*YOUR ASSIGNMENT:* The answer must consist of every line in the data that contains "grille".

[Point localization data]
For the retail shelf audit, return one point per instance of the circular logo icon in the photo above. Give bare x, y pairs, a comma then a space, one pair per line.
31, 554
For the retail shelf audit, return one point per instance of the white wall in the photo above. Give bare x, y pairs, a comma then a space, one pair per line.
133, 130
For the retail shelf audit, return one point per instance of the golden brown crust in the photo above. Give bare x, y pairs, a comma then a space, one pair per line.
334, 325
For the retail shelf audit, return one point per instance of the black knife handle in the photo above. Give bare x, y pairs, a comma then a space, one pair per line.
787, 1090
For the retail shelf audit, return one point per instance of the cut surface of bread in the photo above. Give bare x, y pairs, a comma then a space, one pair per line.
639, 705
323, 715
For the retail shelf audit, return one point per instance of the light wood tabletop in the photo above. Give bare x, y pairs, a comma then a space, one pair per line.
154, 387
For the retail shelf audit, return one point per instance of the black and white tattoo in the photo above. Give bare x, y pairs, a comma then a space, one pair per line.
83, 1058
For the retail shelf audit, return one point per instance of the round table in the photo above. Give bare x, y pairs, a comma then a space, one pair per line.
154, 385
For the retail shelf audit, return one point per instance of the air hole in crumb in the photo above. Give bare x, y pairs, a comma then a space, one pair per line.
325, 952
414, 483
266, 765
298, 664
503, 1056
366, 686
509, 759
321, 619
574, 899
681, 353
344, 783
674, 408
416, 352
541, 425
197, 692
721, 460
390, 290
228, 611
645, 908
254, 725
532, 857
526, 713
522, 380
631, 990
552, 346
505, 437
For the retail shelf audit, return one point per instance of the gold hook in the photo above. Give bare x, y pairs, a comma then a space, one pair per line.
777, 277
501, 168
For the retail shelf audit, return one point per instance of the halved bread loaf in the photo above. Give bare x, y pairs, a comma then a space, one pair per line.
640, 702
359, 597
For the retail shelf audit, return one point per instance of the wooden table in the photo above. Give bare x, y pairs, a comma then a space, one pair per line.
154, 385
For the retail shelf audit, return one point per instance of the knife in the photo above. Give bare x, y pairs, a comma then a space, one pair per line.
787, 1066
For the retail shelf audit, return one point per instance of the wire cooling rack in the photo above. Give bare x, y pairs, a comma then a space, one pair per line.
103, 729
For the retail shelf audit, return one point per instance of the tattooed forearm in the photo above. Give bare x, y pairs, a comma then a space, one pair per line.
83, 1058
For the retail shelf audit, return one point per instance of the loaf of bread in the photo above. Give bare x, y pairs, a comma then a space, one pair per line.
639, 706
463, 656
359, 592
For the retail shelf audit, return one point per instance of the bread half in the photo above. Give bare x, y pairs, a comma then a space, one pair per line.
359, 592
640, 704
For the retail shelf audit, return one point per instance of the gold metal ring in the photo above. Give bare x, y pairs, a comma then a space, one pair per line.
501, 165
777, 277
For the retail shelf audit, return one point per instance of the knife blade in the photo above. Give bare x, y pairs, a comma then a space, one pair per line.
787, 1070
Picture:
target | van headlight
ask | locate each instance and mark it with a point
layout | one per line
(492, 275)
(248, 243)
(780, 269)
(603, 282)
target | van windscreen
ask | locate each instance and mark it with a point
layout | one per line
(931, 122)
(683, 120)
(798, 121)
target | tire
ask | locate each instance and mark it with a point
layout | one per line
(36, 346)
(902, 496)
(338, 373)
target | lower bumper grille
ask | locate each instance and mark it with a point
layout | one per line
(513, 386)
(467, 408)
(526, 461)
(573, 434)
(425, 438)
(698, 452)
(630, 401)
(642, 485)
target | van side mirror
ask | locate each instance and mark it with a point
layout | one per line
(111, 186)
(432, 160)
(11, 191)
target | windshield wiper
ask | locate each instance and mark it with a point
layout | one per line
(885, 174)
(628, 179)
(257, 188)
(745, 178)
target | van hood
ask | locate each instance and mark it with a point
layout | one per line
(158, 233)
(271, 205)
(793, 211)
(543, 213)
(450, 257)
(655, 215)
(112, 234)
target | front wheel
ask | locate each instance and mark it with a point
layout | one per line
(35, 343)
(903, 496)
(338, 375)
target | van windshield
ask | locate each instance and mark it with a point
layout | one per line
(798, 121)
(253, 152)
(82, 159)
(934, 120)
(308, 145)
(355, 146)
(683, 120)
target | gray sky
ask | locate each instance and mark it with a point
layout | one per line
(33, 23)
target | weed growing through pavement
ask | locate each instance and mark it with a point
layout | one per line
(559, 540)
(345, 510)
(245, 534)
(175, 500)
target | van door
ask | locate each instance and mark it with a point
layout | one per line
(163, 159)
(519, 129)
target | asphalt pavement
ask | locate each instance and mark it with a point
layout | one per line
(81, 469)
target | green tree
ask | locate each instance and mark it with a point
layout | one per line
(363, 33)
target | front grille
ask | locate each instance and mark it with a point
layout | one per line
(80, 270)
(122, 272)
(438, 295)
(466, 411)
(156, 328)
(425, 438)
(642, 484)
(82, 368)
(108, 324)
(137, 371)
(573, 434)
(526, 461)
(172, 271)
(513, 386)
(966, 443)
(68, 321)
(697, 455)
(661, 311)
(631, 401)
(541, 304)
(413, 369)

*COMPLETED EXERCISE:*
target | lower bumper grille
target | front grille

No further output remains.